- EXTRAIT À LIRE
::::

Par Rachel Ruimy et Lucie Brecheteau
Dans une décision du 8 octobre 2020[1], la Cour de Justice de l’Union Européenne s’est prononcée sur le droit de rétractation exercé par un consommateur inscrit sur un site internet de rencontres après le commencement de l’exécution du contrat conclu avec l’éditeur du site.
Une telle interprétation offre des précisions utiles quant aux modalités d’exercice du droit de rétractation par un consommateur et aux conditions d’application des exceptions prévues en la matière.
1. Le rappel des faits et de la procédure
Le présent site de rencontres propose deux types d’adhésion à ses utilisateurs : une adhésion de base gratuite, permettant un usage restreint des services proposés et une adhésion « premium », payante, à laquelle l’utilisateur peut souscrire pour une durée pouvant aller de 6 à 24 mois.
En souscrivant à la version premium, l’utilisateur recevra immédiatement une sélection de propositions de rencontres établie à partir d’un test de la personnalité portant sur ses qualités, ses habitudes ainsi que ses centres d’intérêt pertinents.
Le 4 novembre 2018, un consommateur a conclu avec l’exploitant du site de rencontres un contrat fondé sur une adhésion « premium » pour une durée de 12 mois, à un prix deux fois plus élevé que celui facturé à d’autres utilisateurs pour un contrat de même durée conclu au cours de la même année. En outre, après avoir été informé de son droit de rétractation, ce consommateur confirme à son cocontractant qu’il devait commencer à fournir la prestation prévue au titre dudit contrat préalablement à l’expiration du délai de rétractation lui étant octroyé.

::::

(Relevés d'annotation)
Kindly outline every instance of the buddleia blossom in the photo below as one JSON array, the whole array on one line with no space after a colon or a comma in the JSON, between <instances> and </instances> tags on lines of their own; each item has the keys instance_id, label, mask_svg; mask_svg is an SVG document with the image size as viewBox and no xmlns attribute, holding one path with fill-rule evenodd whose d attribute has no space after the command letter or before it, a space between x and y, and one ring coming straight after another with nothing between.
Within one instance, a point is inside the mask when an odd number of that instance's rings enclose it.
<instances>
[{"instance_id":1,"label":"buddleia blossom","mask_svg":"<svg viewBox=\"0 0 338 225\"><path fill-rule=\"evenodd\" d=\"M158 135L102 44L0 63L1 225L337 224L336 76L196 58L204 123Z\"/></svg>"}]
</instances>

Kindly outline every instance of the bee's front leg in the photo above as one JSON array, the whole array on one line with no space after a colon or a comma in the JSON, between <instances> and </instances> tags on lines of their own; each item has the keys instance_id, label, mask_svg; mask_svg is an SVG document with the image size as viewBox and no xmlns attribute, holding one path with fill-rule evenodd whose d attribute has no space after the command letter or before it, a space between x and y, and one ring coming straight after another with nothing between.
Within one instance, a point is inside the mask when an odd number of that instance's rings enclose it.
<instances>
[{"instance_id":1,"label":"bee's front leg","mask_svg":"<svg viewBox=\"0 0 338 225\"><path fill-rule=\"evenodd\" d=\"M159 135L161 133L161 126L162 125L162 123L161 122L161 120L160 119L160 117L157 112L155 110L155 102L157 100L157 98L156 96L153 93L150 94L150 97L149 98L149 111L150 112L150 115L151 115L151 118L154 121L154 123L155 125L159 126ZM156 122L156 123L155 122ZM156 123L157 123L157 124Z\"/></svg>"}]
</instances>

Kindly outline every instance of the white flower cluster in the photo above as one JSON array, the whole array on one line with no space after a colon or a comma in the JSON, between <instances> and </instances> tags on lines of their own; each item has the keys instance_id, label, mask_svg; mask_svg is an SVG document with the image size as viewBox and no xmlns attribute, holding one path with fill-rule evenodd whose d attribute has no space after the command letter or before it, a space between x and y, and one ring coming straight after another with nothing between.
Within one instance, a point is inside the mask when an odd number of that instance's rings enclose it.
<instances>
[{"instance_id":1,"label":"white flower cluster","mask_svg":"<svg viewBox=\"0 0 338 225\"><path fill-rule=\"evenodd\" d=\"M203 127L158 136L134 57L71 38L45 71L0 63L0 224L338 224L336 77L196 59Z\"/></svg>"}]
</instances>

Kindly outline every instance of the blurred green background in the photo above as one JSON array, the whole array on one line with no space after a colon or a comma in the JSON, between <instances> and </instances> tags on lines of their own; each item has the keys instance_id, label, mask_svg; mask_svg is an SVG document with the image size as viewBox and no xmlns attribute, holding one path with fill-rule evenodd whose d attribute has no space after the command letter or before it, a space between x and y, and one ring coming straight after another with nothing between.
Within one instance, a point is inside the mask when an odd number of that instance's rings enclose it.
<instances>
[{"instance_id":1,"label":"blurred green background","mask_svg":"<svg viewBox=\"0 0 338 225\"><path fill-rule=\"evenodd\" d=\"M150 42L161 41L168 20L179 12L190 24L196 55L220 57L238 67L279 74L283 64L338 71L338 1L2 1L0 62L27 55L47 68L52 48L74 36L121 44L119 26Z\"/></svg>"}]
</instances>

::::

- CONSIGNES
1. Énumérez les éléments sur lesquels porte le test de la personnalité mentionné dans l'article sur le droit de rétractation.
2. Reproduisez le passage de l'article sur le droit de rétractation compris entre "Une telle interprétation" et "centres d’intérêt pertinents.", ces deux bornes incluses.
Le listing ci-dessus est sans rapport avec l'article sur le droit de rétractation.

- RÉPONSES DANS L'ORDRE
1. ses qualités, ses habitudes, ses centres d'intérêt pertinents

2.
Une telle interprétation offre des précisions utiles quant aux modalités d’exercice du droit de rétractation par un consommateur et aux conditions d’application des exceptions prévues en la matière.
1. Le rappel des faits et de la procédure
Le présent site de rencontres propose deux types d’adhésion à ses utilisateurs : une adhésion de base gratuite, permettant un usage restreint des services proposés et une adhésion « premium », payante, à laquelle l’utilisateur peut souscrire pour une durée pouvant aller de 6 à 24 mois.
En souscrivant à la version premium, l’utilisateur recevra immédiatement une sélection de propositions de rencontres établie à partir d’un test de la personnalité portant sur ses qualités, ses habitudes ainsi que ses centres d’intérêt pertinents.